A block of data:
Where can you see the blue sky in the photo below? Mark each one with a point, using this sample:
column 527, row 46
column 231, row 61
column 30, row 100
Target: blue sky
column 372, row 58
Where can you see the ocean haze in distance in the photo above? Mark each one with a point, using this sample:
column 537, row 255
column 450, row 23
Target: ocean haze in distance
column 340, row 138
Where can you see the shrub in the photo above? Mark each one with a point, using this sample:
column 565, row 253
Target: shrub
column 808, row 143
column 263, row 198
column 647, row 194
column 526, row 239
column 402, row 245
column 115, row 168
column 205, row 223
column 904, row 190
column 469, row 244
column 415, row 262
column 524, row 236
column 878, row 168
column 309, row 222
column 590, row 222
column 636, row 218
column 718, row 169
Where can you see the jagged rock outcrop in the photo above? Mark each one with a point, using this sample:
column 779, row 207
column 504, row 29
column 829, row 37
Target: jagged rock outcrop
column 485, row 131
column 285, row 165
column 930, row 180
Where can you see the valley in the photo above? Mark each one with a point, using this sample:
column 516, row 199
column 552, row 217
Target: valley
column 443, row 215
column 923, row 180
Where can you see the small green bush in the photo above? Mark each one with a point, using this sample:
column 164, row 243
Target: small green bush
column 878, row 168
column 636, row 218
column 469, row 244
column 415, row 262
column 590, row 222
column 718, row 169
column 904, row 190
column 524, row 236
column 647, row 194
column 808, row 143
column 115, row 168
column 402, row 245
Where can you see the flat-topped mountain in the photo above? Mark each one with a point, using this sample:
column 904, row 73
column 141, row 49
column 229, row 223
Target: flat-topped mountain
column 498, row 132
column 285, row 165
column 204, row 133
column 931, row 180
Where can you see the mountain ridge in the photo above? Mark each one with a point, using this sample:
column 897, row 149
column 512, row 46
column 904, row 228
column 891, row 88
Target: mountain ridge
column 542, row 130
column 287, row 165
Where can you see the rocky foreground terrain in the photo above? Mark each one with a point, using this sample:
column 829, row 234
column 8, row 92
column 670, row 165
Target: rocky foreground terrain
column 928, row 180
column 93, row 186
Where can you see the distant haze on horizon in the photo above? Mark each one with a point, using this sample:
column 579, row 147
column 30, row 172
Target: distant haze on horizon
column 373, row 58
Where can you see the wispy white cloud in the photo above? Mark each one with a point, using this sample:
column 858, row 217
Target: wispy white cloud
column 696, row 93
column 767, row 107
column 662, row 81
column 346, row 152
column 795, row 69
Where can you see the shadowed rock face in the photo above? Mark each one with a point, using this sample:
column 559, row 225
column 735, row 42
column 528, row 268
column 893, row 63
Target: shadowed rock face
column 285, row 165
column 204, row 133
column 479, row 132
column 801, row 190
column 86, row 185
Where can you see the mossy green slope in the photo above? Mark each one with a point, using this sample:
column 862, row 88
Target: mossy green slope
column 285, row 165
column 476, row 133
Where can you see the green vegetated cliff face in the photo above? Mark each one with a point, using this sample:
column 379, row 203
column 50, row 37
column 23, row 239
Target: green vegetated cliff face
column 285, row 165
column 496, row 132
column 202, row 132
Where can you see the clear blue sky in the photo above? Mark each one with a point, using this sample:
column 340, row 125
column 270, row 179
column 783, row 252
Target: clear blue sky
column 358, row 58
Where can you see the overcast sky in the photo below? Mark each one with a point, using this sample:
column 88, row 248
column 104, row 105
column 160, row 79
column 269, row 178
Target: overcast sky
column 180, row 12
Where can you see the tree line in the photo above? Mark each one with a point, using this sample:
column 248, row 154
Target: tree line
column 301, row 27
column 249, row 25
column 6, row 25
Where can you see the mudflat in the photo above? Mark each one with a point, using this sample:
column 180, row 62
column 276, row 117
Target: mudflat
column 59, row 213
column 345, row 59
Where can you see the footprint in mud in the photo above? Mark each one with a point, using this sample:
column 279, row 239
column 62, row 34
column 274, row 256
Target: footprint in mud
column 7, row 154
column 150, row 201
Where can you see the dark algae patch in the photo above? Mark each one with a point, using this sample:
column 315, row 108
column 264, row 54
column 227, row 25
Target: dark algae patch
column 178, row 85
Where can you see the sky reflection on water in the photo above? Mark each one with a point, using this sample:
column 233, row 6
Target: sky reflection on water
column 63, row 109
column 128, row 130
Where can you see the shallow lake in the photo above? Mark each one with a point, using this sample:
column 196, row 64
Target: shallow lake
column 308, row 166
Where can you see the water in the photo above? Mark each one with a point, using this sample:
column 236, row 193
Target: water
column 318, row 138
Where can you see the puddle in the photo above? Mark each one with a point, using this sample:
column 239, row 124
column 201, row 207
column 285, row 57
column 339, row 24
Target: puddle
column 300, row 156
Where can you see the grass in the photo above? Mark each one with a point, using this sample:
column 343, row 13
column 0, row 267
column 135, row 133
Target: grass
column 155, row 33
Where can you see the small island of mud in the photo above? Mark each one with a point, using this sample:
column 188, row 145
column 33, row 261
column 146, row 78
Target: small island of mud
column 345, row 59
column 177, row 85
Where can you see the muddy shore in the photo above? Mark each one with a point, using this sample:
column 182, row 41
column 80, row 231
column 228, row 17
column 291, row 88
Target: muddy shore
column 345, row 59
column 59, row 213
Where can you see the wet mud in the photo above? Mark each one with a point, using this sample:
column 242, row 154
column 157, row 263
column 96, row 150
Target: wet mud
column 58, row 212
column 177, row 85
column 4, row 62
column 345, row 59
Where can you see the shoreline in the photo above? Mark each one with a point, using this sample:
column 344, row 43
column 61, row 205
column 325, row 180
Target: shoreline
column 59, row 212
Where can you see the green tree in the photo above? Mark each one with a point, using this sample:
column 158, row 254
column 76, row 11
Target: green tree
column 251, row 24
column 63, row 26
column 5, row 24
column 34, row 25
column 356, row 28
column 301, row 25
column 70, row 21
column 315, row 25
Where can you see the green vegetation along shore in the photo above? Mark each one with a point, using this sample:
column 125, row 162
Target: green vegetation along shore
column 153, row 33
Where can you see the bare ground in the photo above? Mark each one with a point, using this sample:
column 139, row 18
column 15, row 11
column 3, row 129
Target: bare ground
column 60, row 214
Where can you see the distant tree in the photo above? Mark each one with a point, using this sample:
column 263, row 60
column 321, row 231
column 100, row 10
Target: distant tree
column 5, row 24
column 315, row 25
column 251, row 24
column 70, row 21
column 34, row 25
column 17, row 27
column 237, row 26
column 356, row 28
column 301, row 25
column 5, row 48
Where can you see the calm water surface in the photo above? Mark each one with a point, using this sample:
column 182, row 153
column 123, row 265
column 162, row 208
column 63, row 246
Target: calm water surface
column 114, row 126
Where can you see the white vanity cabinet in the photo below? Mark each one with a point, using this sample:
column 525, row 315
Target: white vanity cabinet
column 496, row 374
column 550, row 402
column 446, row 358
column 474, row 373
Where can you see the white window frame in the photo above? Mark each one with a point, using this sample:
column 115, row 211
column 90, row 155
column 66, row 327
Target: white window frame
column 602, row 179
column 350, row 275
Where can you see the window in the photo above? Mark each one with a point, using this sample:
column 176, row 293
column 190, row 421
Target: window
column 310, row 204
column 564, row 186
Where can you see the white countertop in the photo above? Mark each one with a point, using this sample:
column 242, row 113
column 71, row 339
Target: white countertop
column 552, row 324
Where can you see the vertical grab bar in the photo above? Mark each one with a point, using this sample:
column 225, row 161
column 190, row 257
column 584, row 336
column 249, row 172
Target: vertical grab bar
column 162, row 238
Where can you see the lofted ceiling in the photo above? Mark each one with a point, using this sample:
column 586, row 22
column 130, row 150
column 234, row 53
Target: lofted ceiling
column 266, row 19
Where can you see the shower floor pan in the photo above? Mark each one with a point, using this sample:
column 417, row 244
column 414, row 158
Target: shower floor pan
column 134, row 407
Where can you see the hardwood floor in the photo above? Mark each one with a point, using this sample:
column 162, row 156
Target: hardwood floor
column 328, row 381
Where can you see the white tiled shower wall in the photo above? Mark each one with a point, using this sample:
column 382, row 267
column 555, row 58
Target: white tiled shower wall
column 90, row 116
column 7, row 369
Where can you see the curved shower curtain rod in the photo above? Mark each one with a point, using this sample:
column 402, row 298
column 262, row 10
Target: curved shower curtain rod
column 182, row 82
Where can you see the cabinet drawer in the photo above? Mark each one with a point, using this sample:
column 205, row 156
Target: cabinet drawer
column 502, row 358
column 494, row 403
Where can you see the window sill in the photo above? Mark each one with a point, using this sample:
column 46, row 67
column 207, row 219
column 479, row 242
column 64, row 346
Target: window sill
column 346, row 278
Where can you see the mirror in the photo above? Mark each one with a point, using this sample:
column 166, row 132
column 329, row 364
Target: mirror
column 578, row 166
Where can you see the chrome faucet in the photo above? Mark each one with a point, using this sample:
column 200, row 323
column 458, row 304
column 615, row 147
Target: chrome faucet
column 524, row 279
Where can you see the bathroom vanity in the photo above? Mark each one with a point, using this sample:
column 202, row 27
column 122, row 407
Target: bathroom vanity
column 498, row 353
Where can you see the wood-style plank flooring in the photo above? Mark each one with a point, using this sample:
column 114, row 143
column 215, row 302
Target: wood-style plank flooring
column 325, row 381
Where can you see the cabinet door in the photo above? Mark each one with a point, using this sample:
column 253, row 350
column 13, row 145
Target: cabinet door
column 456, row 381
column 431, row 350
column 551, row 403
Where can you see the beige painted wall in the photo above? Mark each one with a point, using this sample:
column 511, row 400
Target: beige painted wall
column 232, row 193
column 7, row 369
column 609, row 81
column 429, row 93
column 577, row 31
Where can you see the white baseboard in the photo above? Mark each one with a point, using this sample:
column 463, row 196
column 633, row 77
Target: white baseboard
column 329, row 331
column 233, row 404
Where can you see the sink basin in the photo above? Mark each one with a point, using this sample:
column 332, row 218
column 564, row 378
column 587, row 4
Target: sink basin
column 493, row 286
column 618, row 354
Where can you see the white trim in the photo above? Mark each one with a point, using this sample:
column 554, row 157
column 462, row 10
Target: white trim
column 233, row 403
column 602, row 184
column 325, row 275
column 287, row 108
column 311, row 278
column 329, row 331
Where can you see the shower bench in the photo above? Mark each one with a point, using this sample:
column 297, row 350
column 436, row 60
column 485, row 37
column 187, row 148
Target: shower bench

* [What the exercise asks]
Copy out, word for word, the lines above from the line containing "Where can you see the distant tree" through the line containing "column 5, row 48", including both of those lines.

* [Exercise answer]
Where can you see the distant tree in the photo above? Mark each one with a point, using this sample:
column 263, row 60
column 321, row 231
column 100, row 10
Target: distant tree
column 5, row 24
column 315, row 25
column 251, row 24
column 70, row 21
column 34, row 25
column 17, row 27
column 237, row 26
column 356, row 28
column 301, row 25
column 5, row 48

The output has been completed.